Contour labeling items:
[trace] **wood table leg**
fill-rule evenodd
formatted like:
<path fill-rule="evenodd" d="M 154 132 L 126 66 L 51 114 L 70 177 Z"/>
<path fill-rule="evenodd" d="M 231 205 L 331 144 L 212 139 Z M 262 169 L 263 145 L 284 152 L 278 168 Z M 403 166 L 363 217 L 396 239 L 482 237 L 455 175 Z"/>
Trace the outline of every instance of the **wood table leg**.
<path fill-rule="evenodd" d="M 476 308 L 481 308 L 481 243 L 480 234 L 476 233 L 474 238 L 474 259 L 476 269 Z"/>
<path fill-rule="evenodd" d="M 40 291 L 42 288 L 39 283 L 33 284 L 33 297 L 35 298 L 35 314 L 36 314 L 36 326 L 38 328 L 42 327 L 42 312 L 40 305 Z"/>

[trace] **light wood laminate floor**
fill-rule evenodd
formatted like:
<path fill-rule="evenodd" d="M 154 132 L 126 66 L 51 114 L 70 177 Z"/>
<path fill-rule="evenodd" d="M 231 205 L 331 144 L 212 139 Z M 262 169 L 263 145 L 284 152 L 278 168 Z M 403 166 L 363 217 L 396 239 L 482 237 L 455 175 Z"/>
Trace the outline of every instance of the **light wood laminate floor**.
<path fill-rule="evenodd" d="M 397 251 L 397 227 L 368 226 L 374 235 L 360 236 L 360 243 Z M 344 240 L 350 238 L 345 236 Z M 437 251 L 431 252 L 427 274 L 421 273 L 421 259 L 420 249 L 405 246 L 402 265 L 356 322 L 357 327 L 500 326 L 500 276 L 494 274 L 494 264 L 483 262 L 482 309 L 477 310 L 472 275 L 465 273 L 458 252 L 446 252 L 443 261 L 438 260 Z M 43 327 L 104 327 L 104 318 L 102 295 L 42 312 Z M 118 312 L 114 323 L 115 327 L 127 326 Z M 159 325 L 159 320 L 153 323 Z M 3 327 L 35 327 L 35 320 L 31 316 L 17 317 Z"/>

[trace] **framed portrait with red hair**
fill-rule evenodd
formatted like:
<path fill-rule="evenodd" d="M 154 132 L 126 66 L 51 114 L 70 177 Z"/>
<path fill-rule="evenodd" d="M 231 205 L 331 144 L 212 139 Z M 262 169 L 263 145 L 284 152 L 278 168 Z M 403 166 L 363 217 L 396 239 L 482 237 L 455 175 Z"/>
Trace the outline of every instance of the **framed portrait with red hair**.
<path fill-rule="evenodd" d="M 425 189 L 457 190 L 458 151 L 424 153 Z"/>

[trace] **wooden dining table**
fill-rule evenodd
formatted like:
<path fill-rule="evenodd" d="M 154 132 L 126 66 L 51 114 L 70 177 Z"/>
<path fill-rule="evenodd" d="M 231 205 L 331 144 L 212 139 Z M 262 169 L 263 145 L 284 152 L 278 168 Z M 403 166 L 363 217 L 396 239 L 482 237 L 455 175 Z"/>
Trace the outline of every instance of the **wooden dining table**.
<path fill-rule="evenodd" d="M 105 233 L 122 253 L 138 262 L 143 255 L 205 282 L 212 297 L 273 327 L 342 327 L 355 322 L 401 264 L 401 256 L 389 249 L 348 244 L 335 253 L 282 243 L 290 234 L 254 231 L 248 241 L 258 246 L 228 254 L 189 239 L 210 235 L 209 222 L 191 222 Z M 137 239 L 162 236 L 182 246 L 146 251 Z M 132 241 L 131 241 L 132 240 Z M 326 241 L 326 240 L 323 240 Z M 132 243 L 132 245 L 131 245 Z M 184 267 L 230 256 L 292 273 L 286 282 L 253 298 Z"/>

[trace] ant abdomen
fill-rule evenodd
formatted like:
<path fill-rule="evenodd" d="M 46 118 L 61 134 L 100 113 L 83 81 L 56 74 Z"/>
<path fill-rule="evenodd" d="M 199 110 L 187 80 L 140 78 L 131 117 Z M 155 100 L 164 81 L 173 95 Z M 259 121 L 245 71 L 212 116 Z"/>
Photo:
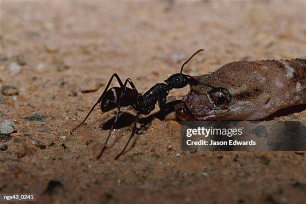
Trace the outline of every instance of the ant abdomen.
<path fill-rule="evenodd" d="M 135 91 L 128 87 L 126 88 L 126 94 L 123 94 L 120 106 L 126 106 L 132 104 L 132 100 L 136 96 Z M 113 87 L 110 88 L 106 93 L 100 102 L 100 107 L 102 112 L 108 112 L 118 107 L 120 98 L 124 90 L 120 87 Z"/>

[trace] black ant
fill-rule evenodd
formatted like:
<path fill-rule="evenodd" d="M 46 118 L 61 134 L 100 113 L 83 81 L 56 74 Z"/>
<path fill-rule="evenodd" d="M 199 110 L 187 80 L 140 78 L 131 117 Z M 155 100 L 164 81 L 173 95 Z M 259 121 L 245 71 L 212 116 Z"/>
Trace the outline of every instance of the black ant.
<path fill-rule="evenodd" d="M 168 103 L 166 103 L 166 100 L 169 92 L 173 88 L 183 88 L 188 84 L 190 86 L 202 84 L 210 86 L 209 85 L 200 83 L 197 80 L 190 76 L 182 74 L 184 66 L 188 63 L 196 54 L 203 50 L 204 50 L 202 49 L 192 54 L 187 61 L 185 62 L 182 64 L 180 73 L 174 74 L 170 76 L 167 80 L 164 80 L 166 84 L 156 84 L 143 94 L 138 92 L 135 86 L 130 78 L 126 79 L 124 83 L 123 84 L 118 75 L 116 73 L 114 73 L 110 79 L 103 93 L 92 108 L 92 109 L 88 114 L 85 119 L 84 119 L 84 120 L 78 126 L 74 128 L 71 131 L 70 133 L 72 133 L 76 129 L 85 122 L 97 104 L 100 104 L 100 108 L 103 112 L 108 112 L 116 108 L 118 109 L 115 120 L 112 124 L 110 133 L 104 144 L 103 149 L 99 156 L 97 157 L 97 159 L 98 159 L 106 148 L 108 142 L 108 141 L 110 134 L 114 128 L 114 125 L 116 123 L 118 119 L 118 116 L 120 112 L 120 108 L 121 106 L 126 106 L 130 105 L 132 106 L 134 109 L 137 111 L 136 119 L 134 122 L 132 133 L 128 140 L 128 142 L 126 144 L 123 150 L 115 158 L 115 160 L 117 160 L 124 152 L 130 142 L 134 136 L 139 116 L 140 114 L 148 115 L 150 114 L 150 112 L 155 108 L 155 104 L 158 101 L 158 102 L 160 108 L 162 110 L 173 108 L 174 106 L 178 104 L 182 104 L 185 107 L 187 112 L 188 112 L 188 114 L 190 114 L 195 120 L 197 120 L 184 100 L 176 100 Z M 110 83 L 114 77 L 117 79 L 120 85 L 120 87 L 112 87 L 108 90 Z M 128 83 L 130 84 L 132 88 L 126 87 Z"/>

• Task prompt
Retype every one of the items above verbatim, leaving out the pictures.

• Task solution
[trace] **wood table leg**
fill-rule evenodd
formatted like:
<path fill-rule="evenodd" d="M 154 132 L 126 66 L 51 114 L 70 177 Z"/>
<path fill-rule="evenodd" d="M 231 205 L 331 144 L 212 139 Z M 262 169 L 263 145 L 284 152 L 278 168 Z M 403 166 L 363 217 L 396 239 L 482 237 L 455 175 Z"/>
Trace the outline of every instance of the **wood table leg**.
<path fill-rule="evenodd" d="M 476 308 L 481 308 L 481 243 L 480 234 L 476 233 L 474 238 L 474 259 L 476 269 Z"/>
<path fill-rule="evenodd" d="M 40 291 L 42 288 L 39 283 L 33 284 L 33 297 L 35 298 L 35 314 L 36 314 L 36 326 L 38 328 L 42 327 L 42 312 L 40 305 Z"/>

[trace] **light wood laminate floor**
fill-rule evenodd
formatted like:
<path fill-rule="evenodd" d="M 154 132 L 126 66 L 51 114 L 70 177 Z"/>
<path fill-rule="evenodd" d="M 231 205 L 331 144 L 212 139 Z M 262 169 L 263 145 L 284 152 L 278 168 Z M 403 166 L 363 217 L 396 239 L 482 237 L 455 175 Z"/>
Trace the outline of every instance of the **light wood laminate floor**.
<path fill-rule="evenodd" d="M 397 251 L 397 227 L 368 226 L 374 235 L 360 236 L 360 243 Z M 344 240 L 350 238 L 345 236 Z M 437 251 L 431 252 L 427 274 L 421 273 L 421 259 L 420 249 L 405 246 L 402 265 L 356 322 L 357 327 L 500 326 L 500 276 L 494 274 L 494 264 L 483 262 L 482 309 L 477 310 L 472 275 L 465 273 L 458 252 L 446 252 L 443 261 L 438 260 Z M 43 327 L 104 327 L 104 318 L 102 295 L 42 312 Z M 118 312 L 114 323 L 115 327 L 127 326 Z M 159 325 L 159 320 L 153 323 Z M 3 327 L 35 327 L 35 320 L 31 316 L 17 317 Z"/>

[trace] **framed portrait with red hair**
fill-rule evenodd
formatted like:
<path fill-rule="evenodd" d="M 154 132 L 126 66 L 51 114 L 70 177 Z"/>
<path fill-rule="evenodd" d="M 231 205 L 331 144 L 212 139 Z M 262 169 L 263 145 L 284 152 L 278 168 Z M 403 166 L 363 217 L 396 239 L 482 237 L 455 175 Z"/>
Trace the outline of every instance of the **framed portrait with red hair**.
<path fill-rule="evenodd" d="M 425 189 L 457 190 L 458 151 L 424 153 Z"/>

[trace] **wooden dining table**
fill-rule evenodd
formatted like:
<path fill-rule="evenodd" d="M 154 132 L 126 66 L 51 114 L 70 177 Z"/>
<path fill-rule="evenodd" d="M 231 205 L 331 144 L 212 139 Z M 262 169 L 263 145 L 284 152 L 278 168 Z M 403 166 L 363 217 L 396 239 L 482 237 L 455 175 Z"/>
Trace the outline of every instance of the **wooden dining table**.
<path fill-rule="evenodd" d="M 105 233 L 122 253 L 138 262 L 143 255 L 205 282 L 212 297 L 273 327 L 342 327 L 355 322 L 401 264 L 401 256 L 389 249 L 348 244 L 335 253 L 282 243 L 290 234 L 254 231 L 248 241 L 258 246 L 228 254 L 189 239 L 210 235 L 209 222 L 191 222 Z M 137 239 L 162 236 L 182 246 L 146 251 Z M 132 241 L 131 241 L 132 240 Z M 326 241 L 326 240 L 323 240 Z M 132 243 L 132 245 L 131 245 Z M 184 267 L 230 256 L 292 273 L 286 282 L 253 298 Z"/>

[trace] ant abdomen
fill-rule evenodd
formatted like:
<path fill-rule="evenodd" d="M 46 118 L 61 134 L 100 113 L 83 81 L 56 74 Z"/>
<path fill-rule="evenodd" d="M 199 110 L 187 80 L 140 78 L 131 117 Z M 155 100 L 164 81 L 173 95 Z M 259 121 L 245 71 L 212 116 Z"/>
Photo:
Trace the outline of every instance of the ant abdomen.
<path fill-rule="evenodd" d="M 135 91 L 128 87 L 126 88 L 126 94 L 123 94 L 120 106 L 126 106 L 132 104 L 132 100 L 136 96 Z M 113 87 L 110 88 L 106 93 L 100 102 L 100 107 L 102 112 L 108 112 L 118 107 L 120 98 L 124 90 L 120 87 Z"/>

[trace] black ant
fill-rule evenodd
formatted like:
<path fill-rule="evenodd" d="M 46 118 L 61 134 L 100 113 L 83 81 L 56 74 Z"/>
<path fill-rule="evenodd" d="M 199 110 L 187 80 L 140 78 L 131 117 Z M 155 100 L 164 81 L 173 95 Z M 259 121 L 245 71 L 212 116 Z"/>
Trace the outline of every instance of the black ant.
<path fill-rule="evenodd" d="M 168 103 L 166 103 L 166 100 L 169 92 L 173 88 L 183 88 L 188 84 L 190 86 L 202 84 L 210 86 L 209 85 L 200 83 L 197 80 L 190 76 L 182 74 L 184 66 L 188 63 L 196 54 L 203 50 L 204 50 L 202 49 L 192 54 L 187 61 L 185 62 L 182 64 L 180 73 L 174 74 L 170 76 L 167 80 L 164 80 L 166 84 L 156 84 L 143 94 L 138 92 L 135 86 L 130 78 L 126 79 L 124 83 L 123 84 L 118 75 L 116 73 L 114 73 L 110 79 L 103 93 L 92 108 L 92 109 L 88 114 L 85 119 L 84 119 L 84 120 L 78 126 L 74 128 L 71 131 L 70 133 L 72 133 L 76 129 L 85 122 L 97 104 L 100 104 L 100 108 L 103 112 L 108 112 L 116 108 L 118 109 L 115 120 L 112 124 L 110 133 L 104 144 L 103 149 L 99 156 L 97 157 L 97 159 L 98 159 L 106 148 L 108 142 L 108 141 L 110 134 L 114 128 L 114 125 L 116 123 L 118 119 L 118 116 L 120 112 L 120 108 L 121 106 L 126 106 L 130 105 L 132 106 L 134 109 L 137 111 L 136 119 L 134 122 L 132 133 L 128 140 L 128 142 L 126 144 L 123 150 L 115 158 L 115 160 L 117 160 L 124 152 L 130 142 L 134 136 L 139 116 L 140 114 L 148 115 L 150 114 L 150 112 L 155 108 L 155 104 L 158 101 L 158 102 L 160 108 L 162 110 L 173 108 L 174 106 L 178 104 L 182 104 L 185 107 L 187 112 L 188 112 L 188 114 L 190 114 L 195 120 L 197 120 L 184 100 L 176 100 Z M 110 83 L 114 77 L 117 79 L 120 85 L 120 87 L 112 87 L 108 90 Z M 128 83 L 130 84 L 132 88 L 126 87 Z"/>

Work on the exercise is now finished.